◆ Exercise prompt:
Copy every row below word for word, and omit the pictures from your copy.

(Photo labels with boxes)
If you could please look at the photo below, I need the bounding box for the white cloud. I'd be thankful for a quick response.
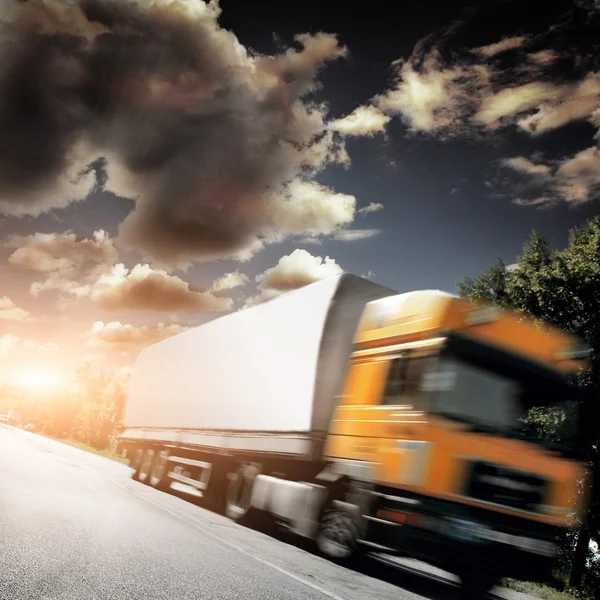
[0,333,20,358]
[527,49,559,65]
[473,35,527,57]
[504,146,600,207]
[329,106,391,136]
[91,264,232,311]
[271,179,356,241]
[245,249,344,307]
[554,146,600,204]
[0,296,34,321]
[89,321,187,347]
[358,202,385,215]
[5,230,117,296]
[502,156,552,178]
[475,81,566,129]
[333,229,381,242]
[518,73,600,135]
[377,50,490,133]
[209,271,249,293]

◆ Result of the exercise:
If you could please look at the photo below, I need the bounding box for the white cloud. I'd be thankful for a quick response.
[0,333,20,358]
[527,49,559,65]
[473,35,527,57]
[504,146,600,207]
[329,106,391,136]
[91,264,232,311]
[271,179,356,241]
[245,249,344,307]
[554,146,600,204]
[0,296,34,321]
[89,321,187,347]
[358,202,385,215]
[5,230,117,296]
[502,156,552,178]
[475,81,566,129]
[333,229,381,242]
[518,73,600,135]
[377,50,490,133]
[209,271,249,293]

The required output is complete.